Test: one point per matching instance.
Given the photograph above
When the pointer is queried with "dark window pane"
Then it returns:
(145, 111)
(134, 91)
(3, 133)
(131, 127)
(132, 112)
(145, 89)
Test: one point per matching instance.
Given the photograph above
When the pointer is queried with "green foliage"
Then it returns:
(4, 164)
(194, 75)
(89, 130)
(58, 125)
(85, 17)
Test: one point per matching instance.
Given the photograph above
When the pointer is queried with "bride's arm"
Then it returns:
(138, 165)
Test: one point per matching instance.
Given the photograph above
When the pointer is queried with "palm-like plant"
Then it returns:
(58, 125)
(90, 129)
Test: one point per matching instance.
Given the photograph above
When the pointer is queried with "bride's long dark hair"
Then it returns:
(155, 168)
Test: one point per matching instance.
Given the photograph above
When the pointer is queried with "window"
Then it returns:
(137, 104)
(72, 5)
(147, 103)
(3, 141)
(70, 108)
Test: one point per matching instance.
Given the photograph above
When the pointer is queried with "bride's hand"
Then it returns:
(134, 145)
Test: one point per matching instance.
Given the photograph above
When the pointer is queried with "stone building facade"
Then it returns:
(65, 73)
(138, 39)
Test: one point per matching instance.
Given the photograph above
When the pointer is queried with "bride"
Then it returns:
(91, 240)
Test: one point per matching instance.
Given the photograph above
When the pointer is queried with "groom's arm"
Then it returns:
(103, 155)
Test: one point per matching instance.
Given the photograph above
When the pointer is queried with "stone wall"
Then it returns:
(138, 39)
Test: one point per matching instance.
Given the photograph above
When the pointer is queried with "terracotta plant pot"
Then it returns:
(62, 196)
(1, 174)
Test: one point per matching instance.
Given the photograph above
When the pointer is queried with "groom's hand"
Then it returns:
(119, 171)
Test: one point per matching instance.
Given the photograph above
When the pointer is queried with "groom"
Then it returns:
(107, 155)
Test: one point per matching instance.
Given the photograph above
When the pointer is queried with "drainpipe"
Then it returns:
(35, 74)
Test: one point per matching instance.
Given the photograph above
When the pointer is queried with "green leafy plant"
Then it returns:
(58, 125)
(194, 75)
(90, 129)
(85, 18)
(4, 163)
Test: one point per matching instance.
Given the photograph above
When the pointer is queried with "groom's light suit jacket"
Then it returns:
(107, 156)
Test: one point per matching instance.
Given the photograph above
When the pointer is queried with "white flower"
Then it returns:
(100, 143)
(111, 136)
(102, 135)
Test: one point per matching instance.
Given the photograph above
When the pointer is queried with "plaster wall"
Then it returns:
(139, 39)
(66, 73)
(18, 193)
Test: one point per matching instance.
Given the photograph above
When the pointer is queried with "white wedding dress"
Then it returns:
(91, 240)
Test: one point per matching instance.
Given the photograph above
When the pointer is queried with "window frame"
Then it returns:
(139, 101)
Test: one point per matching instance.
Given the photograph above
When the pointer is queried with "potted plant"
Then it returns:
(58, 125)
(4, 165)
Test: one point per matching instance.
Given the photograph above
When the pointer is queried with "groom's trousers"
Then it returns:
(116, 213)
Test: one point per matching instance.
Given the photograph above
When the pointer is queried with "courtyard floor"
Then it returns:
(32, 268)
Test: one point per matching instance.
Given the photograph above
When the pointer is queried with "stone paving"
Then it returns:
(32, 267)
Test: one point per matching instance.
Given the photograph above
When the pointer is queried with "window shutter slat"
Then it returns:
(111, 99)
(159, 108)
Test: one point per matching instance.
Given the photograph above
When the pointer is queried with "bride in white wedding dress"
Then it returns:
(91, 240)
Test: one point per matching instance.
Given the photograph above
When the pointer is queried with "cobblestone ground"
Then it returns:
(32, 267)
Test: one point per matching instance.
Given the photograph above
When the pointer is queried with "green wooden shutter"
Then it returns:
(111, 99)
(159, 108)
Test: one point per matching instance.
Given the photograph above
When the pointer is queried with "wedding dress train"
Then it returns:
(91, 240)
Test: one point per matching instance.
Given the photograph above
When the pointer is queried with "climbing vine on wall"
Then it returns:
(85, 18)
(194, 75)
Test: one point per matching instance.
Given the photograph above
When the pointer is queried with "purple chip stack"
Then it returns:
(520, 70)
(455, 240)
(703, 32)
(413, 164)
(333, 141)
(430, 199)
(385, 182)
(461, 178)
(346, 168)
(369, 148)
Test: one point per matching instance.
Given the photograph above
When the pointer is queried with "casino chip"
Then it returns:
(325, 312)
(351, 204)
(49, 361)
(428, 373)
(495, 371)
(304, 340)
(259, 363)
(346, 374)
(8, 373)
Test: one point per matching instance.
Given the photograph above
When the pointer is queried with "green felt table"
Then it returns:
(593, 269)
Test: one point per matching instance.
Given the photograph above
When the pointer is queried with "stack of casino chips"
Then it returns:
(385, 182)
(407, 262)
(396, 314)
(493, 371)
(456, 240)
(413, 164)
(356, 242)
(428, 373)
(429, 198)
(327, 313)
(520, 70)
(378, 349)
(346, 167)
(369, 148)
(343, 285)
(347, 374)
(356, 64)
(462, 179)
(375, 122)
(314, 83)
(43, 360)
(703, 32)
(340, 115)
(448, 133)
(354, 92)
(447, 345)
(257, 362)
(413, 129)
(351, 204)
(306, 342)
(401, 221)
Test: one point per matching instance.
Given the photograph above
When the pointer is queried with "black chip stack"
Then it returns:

> _INSTRUCTIONS FOR THE TASK_: Pick out each line in the material above that contains the word "dress", and copy every such line.

> _FULL RESPONSE_:
When the pointer is queried with "white wedding dress"
When the pointer is queried with "bride in white wedding dress"
When the pointer is queried with "wedding dress train"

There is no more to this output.